● Aim: From the line containing "the car wheel" through the last line of the entries below, repeat each line word for word and leave out the rest.

● Records shown:

------------------------------------

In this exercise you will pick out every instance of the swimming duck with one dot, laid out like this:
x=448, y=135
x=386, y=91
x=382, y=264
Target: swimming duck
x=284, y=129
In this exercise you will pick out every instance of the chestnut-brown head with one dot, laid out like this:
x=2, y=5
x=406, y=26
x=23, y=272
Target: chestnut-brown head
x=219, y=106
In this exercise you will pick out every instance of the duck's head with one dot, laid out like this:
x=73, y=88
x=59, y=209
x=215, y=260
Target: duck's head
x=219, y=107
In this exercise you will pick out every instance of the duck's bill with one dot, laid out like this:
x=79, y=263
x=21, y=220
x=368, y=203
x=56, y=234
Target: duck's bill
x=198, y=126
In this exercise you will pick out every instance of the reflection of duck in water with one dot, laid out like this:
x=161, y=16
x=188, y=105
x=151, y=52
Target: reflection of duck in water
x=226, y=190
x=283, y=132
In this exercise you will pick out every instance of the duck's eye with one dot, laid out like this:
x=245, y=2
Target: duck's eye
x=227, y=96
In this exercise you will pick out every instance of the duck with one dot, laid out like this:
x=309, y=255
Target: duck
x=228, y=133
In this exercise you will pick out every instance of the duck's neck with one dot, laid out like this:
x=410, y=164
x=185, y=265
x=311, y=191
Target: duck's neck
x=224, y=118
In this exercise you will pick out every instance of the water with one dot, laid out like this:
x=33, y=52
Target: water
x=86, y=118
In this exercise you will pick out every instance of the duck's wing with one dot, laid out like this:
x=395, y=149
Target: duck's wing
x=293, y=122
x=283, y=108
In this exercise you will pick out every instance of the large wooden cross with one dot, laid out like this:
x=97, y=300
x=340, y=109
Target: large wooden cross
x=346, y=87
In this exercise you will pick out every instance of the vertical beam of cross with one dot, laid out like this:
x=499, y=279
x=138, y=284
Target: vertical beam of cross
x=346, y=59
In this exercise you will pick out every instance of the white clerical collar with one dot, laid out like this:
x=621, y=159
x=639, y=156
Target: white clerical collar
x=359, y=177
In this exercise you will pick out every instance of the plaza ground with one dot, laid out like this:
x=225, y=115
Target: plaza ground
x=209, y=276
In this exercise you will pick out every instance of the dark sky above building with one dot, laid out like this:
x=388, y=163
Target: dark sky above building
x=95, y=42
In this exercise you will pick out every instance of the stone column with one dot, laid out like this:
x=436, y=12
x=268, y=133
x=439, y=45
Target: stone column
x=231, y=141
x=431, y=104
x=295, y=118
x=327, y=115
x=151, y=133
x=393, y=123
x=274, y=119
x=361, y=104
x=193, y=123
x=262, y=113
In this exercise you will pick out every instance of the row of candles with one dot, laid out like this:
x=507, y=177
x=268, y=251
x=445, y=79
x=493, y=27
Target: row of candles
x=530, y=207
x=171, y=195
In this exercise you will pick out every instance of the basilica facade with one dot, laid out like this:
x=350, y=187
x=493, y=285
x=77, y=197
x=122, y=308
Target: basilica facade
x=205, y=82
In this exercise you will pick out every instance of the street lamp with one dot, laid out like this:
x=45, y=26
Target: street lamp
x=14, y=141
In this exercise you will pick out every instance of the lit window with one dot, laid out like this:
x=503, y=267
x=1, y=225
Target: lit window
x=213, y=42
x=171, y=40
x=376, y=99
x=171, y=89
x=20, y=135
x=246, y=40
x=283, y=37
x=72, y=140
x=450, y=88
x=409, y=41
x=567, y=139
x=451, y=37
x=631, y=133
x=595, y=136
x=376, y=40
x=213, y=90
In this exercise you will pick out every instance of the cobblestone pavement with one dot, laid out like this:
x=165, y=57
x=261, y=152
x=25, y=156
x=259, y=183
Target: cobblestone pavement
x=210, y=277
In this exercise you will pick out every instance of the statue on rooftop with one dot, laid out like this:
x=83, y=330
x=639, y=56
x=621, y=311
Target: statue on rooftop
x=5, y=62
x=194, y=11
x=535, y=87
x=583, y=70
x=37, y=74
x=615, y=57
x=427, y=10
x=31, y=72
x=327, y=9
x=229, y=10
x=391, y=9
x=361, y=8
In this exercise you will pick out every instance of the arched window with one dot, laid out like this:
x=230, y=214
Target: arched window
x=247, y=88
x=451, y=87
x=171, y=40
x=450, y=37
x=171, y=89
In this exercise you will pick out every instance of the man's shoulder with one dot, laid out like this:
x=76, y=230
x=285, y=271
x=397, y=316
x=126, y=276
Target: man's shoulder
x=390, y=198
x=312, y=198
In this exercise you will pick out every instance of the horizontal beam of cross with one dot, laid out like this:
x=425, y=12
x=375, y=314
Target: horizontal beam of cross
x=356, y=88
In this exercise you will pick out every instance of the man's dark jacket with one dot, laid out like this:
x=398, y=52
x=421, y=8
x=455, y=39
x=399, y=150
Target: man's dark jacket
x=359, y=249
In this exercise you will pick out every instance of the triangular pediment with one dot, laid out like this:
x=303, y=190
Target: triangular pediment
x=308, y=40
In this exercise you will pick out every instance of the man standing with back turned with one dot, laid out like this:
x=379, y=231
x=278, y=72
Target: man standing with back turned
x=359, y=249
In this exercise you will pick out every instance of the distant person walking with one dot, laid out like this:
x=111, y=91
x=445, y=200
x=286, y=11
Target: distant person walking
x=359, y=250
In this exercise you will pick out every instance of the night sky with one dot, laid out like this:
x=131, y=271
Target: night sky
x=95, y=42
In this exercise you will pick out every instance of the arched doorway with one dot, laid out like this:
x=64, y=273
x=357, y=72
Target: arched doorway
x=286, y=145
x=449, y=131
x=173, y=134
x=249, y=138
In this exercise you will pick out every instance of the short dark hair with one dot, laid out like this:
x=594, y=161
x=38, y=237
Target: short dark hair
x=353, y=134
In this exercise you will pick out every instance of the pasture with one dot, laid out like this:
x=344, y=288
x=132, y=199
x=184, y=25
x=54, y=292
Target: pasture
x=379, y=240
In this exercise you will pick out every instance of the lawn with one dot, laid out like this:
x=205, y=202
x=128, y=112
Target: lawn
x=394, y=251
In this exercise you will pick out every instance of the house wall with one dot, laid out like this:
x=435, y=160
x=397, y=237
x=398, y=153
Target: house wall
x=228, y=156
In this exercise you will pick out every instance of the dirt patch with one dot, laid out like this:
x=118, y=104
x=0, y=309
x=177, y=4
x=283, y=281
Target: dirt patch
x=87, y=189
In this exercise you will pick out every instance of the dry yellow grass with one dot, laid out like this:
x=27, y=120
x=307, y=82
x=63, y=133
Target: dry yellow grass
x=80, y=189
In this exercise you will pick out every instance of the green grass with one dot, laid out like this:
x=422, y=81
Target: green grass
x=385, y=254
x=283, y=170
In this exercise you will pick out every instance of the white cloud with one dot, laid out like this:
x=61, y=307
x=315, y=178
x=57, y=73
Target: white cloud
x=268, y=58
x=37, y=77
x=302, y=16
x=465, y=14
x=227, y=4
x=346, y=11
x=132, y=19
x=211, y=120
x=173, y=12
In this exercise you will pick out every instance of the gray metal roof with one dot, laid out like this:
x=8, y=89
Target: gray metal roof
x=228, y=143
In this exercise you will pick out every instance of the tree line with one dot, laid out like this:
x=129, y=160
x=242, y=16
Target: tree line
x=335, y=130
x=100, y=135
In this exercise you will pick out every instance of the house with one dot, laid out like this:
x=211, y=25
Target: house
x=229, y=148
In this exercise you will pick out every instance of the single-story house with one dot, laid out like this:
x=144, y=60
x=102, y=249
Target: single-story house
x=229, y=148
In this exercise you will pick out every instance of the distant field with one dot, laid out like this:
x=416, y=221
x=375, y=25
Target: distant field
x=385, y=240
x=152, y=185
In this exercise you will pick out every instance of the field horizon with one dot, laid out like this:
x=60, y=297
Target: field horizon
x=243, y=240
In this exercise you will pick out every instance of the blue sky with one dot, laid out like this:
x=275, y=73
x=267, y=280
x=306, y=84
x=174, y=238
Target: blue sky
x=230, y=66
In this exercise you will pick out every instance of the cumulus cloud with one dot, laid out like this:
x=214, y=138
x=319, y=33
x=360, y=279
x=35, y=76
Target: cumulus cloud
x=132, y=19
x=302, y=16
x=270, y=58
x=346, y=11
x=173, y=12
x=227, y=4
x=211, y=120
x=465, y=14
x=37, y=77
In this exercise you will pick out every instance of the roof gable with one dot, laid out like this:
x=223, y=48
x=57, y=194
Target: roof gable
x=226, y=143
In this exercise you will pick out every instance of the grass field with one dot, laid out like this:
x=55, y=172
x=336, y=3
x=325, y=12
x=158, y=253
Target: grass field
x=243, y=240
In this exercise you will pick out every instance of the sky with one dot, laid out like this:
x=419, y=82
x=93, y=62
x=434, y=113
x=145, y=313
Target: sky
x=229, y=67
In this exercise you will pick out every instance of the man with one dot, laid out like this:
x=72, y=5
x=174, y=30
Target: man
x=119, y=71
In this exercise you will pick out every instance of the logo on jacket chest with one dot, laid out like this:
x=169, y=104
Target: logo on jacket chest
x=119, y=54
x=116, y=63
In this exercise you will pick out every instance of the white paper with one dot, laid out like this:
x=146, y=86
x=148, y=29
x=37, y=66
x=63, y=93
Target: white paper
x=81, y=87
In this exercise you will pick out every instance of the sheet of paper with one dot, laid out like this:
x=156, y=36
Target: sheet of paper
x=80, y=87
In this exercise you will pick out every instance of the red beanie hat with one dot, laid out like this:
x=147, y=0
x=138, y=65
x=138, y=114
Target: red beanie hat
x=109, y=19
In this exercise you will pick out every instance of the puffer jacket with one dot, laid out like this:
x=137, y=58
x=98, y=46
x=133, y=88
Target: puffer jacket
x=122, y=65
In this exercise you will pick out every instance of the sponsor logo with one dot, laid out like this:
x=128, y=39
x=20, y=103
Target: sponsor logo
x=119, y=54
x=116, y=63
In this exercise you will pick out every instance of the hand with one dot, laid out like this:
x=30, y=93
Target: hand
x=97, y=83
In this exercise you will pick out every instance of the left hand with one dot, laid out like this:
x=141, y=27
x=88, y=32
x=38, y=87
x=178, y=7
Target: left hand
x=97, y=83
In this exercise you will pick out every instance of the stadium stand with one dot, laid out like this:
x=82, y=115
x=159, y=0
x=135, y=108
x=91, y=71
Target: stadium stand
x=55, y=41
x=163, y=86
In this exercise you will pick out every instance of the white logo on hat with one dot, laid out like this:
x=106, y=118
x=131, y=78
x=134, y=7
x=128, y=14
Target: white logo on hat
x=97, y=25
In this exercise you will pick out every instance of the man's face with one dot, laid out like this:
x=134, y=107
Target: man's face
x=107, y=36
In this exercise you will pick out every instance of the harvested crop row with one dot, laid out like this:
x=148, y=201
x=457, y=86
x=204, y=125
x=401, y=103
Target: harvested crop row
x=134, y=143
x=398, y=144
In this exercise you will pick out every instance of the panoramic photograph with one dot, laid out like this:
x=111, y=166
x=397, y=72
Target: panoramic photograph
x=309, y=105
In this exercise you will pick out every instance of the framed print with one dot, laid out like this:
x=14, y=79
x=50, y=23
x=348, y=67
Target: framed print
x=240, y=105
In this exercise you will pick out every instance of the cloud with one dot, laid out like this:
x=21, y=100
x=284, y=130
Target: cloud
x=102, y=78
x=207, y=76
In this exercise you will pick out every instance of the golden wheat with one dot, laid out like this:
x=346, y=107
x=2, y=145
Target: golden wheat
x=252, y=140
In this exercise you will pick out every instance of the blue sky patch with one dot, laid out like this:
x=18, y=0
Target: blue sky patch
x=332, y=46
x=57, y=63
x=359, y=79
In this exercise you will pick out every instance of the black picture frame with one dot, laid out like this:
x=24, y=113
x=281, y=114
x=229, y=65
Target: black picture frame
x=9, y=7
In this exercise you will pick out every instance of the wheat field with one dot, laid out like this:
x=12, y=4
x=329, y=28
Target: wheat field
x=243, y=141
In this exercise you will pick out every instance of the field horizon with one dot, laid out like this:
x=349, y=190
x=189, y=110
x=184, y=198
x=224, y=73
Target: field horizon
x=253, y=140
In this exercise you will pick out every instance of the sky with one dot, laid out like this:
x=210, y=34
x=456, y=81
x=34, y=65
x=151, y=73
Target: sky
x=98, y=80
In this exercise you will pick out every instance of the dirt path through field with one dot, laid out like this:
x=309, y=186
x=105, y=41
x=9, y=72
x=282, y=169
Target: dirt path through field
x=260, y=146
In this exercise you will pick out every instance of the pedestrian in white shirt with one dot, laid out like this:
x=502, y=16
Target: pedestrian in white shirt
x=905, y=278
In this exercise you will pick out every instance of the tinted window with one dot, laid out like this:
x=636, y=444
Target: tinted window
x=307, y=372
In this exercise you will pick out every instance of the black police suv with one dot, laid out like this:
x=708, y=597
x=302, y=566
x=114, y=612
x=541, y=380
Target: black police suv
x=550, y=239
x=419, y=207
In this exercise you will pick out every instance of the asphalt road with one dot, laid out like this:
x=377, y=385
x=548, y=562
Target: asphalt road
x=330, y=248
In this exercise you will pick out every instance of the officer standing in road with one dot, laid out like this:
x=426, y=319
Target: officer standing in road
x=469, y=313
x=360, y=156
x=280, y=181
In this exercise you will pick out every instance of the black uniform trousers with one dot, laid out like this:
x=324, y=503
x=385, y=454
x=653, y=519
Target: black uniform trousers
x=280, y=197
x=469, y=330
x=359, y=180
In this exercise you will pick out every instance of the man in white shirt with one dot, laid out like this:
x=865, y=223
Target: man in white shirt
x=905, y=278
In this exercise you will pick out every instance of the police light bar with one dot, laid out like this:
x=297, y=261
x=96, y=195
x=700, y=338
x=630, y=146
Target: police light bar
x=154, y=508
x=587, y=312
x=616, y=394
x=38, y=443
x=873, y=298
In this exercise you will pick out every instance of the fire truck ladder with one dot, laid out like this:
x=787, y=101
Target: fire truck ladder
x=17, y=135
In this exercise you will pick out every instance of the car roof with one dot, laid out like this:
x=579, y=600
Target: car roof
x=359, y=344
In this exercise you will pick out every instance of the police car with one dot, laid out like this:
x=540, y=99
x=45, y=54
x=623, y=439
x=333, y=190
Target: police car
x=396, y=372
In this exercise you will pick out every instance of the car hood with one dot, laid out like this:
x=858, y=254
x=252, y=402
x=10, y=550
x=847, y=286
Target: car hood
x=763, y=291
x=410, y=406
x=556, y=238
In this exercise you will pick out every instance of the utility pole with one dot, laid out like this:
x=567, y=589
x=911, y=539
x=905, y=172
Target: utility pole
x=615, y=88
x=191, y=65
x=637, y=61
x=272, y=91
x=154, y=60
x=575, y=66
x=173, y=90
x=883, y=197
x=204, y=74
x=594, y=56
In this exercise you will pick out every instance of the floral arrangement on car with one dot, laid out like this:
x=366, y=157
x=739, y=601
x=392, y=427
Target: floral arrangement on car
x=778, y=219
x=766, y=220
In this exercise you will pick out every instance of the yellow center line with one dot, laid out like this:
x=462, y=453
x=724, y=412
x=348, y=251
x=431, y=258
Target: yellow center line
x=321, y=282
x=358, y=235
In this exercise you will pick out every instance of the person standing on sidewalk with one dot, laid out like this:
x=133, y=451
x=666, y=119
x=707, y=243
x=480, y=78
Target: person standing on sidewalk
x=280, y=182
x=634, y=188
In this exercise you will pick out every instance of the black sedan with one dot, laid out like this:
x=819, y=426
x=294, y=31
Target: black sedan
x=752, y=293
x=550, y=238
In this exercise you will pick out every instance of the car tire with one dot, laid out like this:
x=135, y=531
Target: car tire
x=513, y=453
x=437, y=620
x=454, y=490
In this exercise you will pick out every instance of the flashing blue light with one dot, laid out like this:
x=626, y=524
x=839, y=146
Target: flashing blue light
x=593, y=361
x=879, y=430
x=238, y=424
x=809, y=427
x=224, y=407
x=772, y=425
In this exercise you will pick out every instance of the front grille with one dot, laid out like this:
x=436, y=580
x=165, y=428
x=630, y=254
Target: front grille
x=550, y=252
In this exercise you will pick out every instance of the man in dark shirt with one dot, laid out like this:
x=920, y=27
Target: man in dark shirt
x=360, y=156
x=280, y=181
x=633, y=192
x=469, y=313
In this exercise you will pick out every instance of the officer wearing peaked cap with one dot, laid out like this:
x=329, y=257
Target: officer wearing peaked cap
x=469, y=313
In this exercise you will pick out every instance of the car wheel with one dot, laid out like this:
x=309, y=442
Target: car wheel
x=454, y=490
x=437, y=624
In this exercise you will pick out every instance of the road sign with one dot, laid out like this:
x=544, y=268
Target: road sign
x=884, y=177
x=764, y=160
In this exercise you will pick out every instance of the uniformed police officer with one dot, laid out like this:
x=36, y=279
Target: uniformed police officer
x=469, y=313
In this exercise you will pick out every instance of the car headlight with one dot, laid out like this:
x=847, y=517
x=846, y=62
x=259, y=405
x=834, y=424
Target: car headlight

------------------------------------

● Written answer:
In this exercise you will pick out every instance of the car wheel with one dot, laid out like this:
x=309, y=442
Target: car wheel
x=454, y=490
x=437, y=624
In this exercise you will pick out every instance of the road sign with one dot, laid out like this:
x=544, y=268
Target: road sign
x=884, y=177
x=764, y=160
In this exercise you will pick out every instance of the uniformed police officer with one dot, laid out like this:
x=36, y=279
Target: uniformed police officer
x=469, y=313
In this exercise you will pick out every instance of the car headlight with one dot, laid out like this:
x=847, y=517
x=846, y=62
x=259, y=405
x=834, y=424
Target: car headlight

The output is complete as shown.